::: QUOTED PASSAGE :::
Storm expected to bring outages, icy road conditions that could last until Monday

Published 3:41 pm Saturday, January 15, 2022

SALISBURY — Winter weather on Sunday is expected to bring power outages and icy road conditions that could last into Monday.

National Weather Service forecasts project less than a half inch of snow in the initial hours of the winter storm early Sunday. Then, forecasts project a mix of snow, sleet and freezing rain throughout the day. Forecasts posted Saturday evening projected a total of one-quarter to one-half inch of ice in Rowan County and less than one inch of snow and sleet. Maximum wind gusts could reach 26 mph in Salisbury, the National Weather Service said.

Rowan County is among a number of counties in the region under a winter storm warning.

The National Weather Service and Gov. Roy Cooper on Saturday encouraged people to finalize plans to keep warm and safe in case of long-term power outages.

“Regardless of where you live, pay close attention to your local weather forecasts to get prepared and know whether it’s too dangerous to go out,” Cooper said during a Saturday news conference. “Plan to stay home.”

Duke Energy has brought in hundreds of people from other service areas, including the Midwest and Florida, to help with expected power outages. About 1,000 workers from other utility companies were expected to arrive in the Carolinas on Saturday, too.

“Across the Carolinas, we have power line and tree crews, and other storm personnel, ready to safely respond to power outages this weekend,” said Jason Hollifield, Duke Energy Carolinas storm director.

The likelihood of blustery winds with 25-30-mph gusts combined with ice on power lines and trees are major concern locally, said Rowan County Emergency Services Chief Allen Cress. Conditions could bring down power lines or push trees onto power lines and knock out electricity.

In a message to customers Saturday, Duke Energy said, “While we will face any storm damage with the full force of all available resources, the likelihood of widespread damage and difficult travel conditions could make this a long, complicated restoration process. Sunday’s precipitation may prevent us from making significant progress until the storm clears the area later that evening.”

Temperatures aren’t expected to rise above freezing until Monday, which could lead to icy roadways on Monday, said Emergency Management Division Chief T.J. Brown. The high Sunday is projected to be 32 degrees before dipping to 28 degrees Sunday night. The high on Monday is projected to be 40 degrees.

“The storm will have significant impacts on our area,” Brown said Saturday.

Cress encouraged people to pile on blankets if power goes out, shelter in place and only call 911 for a true emergency. People should not bring barbecue grills or other sources of open fire into their house if the power goes out. People who use a gas heater should make sure they have a carbon monoxide monitor, Cress said.
:::
**THE PROBLEM**
Copy word for word the part of the storm article above that begins with the words "SALISBURY — Winter" and ends with the words "Weather Service said.".
::: PROVIDED RECORDS :::
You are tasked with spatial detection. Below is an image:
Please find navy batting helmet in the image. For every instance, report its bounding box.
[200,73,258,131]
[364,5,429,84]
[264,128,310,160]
:::
**ANSWER BOX**
SALISBURY — Winter weather on Sunday is expected to bring power outages and icy road conditions that could last into Monday.

National Weather Service forecasts project less than a half inch of snow in the initial hours of the winter storm early Sunday. Then, forecasts project a mix of snow, sleet and freezing rain throughout the day. Forecasts posted Saturday evening projected a total of one-quarter to one-half inch of ice in Rowan County and less than one inch of snow and sleet. Maximum wind gusts could reach 26 mph in Salisbury, the National Weather Service said.